(SUPPLIED PASSAGE):

Food sovereignty is fundamental to Sumak Kausay, or good living, an indigenous way of life grounded in the construction of social systems that are based on the reciprocity between humans and nature.
That’s how it’s understood by the principal indigenous and campesino organizations in Ecuador, like the National Confederation of Campesino, Indigenous and Black Organizations, or FENOCIN, which is closely aligned to the national government, and the Confederation of Indigenous Nationalities of Ecuador, or CONAIE. The two, along with smaller organizations, are looking to join forces to get laws approved that guarantee food that is safe, healthy and permanent.
An early victory for the grassroots organizations was getting into the country’s 2008 Constitution articles on the right to food as well as to food sovereignty.
For example, Article 13 of the Ecuadoran Constitution states: “Individuals and communities have the right to safe and permanent access to healthy, sufficient and nutritious food, preferably produced locally and in accordance with their different identities and cultural traditions.” Specifically regarding food sovereignty, Article 281 reads: “Food sovereignty is a strategic objective and an obligation of the State to guarantee that individuals, communities, towns and nationalities achieve permanent self-sufficiency with foods that are healthy and culturally appropriate.”

(TASK LIST):
1. For the passage on food sovereignty in Ecuador, decide whether each statement agrees with it: (a) FENOCIN is closely aligned to the national government; (b) the right to food was written into Ecuador's 2005 Constitution; (c) Article 281 of the Ecuadoran Constitution deals with food sovereignty. Answer yes or no for each and quote the words of the passage that decide it.
2. Retype the food sovereignty passage between "Food sovereignty is fundamental" and "healthy and permanent.", inclusive.

(Point-per-instance localization data):
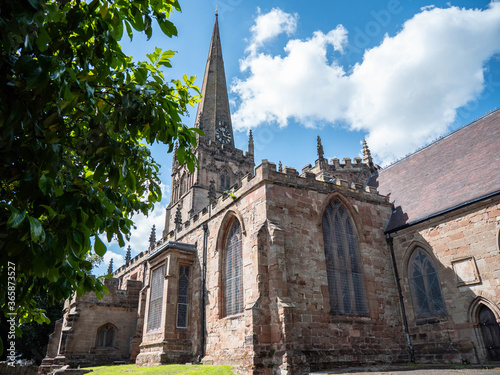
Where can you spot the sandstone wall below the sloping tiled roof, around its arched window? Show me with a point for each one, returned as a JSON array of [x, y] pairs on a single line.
[[464, 247]]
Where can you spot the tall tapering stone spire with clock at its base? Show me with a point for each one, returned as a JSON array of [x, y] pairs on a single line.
[[213, 116]]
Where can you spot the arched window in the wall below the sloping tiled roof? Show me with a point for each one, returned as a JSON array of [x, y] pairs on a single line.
[[424, 286]]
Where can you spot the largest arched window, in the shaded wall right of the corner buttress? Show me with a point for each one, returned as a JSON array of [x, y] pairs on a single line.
[[346, 284]]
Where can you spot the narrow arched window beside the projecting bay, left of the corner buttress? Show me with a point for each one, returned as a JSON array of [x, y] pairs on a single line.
[[233, 271]]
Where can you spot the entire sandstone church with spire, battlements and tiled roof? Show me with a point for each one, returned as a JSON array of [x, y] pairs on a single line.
[[279, 271]]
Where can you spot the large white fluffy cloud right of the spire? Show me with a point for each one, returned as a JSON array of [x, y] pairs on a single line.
[[403, 94]]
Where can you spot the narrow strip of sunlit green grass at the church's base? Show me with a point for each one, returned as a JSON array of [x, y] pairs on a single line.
[[163, 370]]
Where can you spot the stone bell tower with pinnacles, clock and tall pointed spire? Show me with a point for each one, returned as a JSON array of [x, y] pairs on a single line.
[[221, 165]]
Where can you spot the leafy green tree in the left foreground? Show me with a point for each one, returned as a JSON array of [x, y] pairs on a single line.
[[76, 115]]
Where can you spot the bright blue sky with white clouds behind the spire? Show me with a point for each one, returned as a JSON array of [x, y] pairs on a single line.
[[397, 73]]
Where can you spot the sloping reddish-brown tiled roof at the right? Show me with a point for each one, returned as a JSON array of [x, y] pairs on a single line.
[[459, 168]]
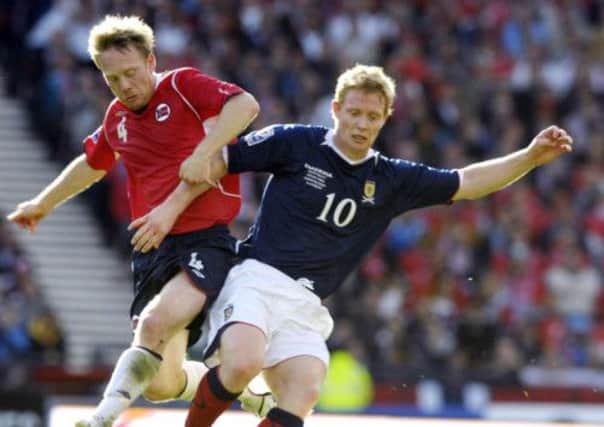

(TASK-BY-TASK RESULTS):
1.
(a) Yes: "which is closely aligned to the national government"
(b) No: "the country’s 2008 Constitution"
(c) Yes: "Specifically regarding food sovereignty, Article 281 reads"

2.
Food sovereignty is fundamental to Sumak Kausay, or good living, an indigenous way of life grounded in the construction of social systems that are based on the reciprocity between humans and nature.
That’s how it’s understood by the principal indigenous and campesino organizations in Ecuador, like the National Confederation of Campesino, Indigenous and Black Organizations, or FENOCIN, which is closely aligned to the national government, and the Confederation of Indigenous Nationalities of Ecuador, or CONAIE. The two, along with smaller organizations, are looking to join forces to get laws approved that guarantee food that is safe, healthy and permanent.